WHAT YOU WILL DO:
Please answer these from the post about the Request a Copy service:
(a) How many requests for copies did the repository receive over the past 12 months?
(b) Of the 20 most requested items, how many are PhD theses?
(c) Where did the author of the thesis deposited at the end of August publicize it?

EXCERPT PROVIDED:

○ ○ ○ ○ ○ ○ ○

What do you want, and why do you want it? An update on Request a Copy

 As part of Open Access Week 2018, the Office of Scholarly Communication is publishing a series of blog posts on open access and open research. In this post Dr Mélodie Garnier provides some new insights into our Request a Copy service.

4,416. This is the number of requests for copies of material in our repository we’ve received over the past 12 months. Daunting, isn’t it? And definitely on the rise, with a 33% increase from the previous year. Two years and a half after its implementation in June 2016, our Request a Copy service is now more popular than ever. Our institutional repository Apollo hosts thousands of freely available research outputs, but also many that are under embargo.  People from all over the world and from all walks of life are keen to access them. But what exactly do requesters want? And why do they want it?

What do people want?

Our repository hosts a whole range of research outputs, but theses and journal articles are by far the most popular. Interestingly, the relative proportion of requested theses vs requested articles has shifted this year. From October 2016 to October 2017, requests for journal articles made up 56% of the total number of requests, and requests for theses made up 39%. Since last October, requests for journal articles have accounted for 38% of the total while theses have accounted for 59%.

Looking at the raw figures, the number of requests for journal articles has actually gone up (from 1,647 to 1,689), though only slightly. But the number of thesis requests has more than doubled, going from 1,145 to 2,586. This is partly explained by the University of Cambridge’s requirement for PhD students to upload their theses from 1st October 2017, leading to 1,279 new theses uploads. On top of these, we have added around 1,300 historical British Library theses and around 200 scanned historical theses from the Digital Content Unit. So between 2,500 and 3,000 theses have been added to Apollo this year alone (more on this tomorrow for #ThesisThursday).

Most wanted

Most items requested this year were only requested once, but 28 items were requested 10 times or more. Of the 20 most requested items, four are journal articles and 16 are PhD theses. Here’s our top 5:

Aside from the gold medal winner, all the other works were published this year and have only been available in Apollo for a few months. So it is striking to see how popular some of them have become in quite a short period of time. A case in point is the zoology article, which was deposited in Apollo only last month and first published shortly afterwards.

Word of mouth

Though it is sometimes unclear why particular outputs suddenly attract a lot of requests, Altmetric Attention scores can be telling – see the one below for the zoology article I’ve just mentioned:

Another interesting example (not included in the top 5) is a PhD thesis deposited in Apollo at the end of August. From 18 in September, the Apollo record has gone up to an astounding number of 911 visits in October (and counting), with a surge of requests. What happened in between? The author publicised her thesis on a Facebook society page, pointing to the repository record link for access.

○ ○ ○ ○ ○ ○ ○

DATASET CONTENT:
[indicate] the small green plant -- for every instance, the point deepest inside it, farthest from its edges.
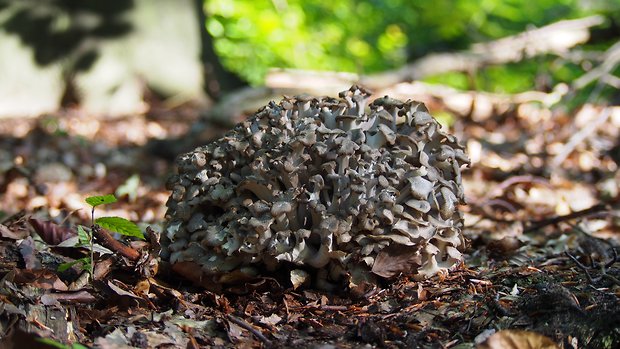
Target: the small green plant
(85, 235)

○ ○ ○ ○ ○ ○ ○

RESPONSE BELOW:
(a) 4,416
(b) 16
(c) On a Facebook society page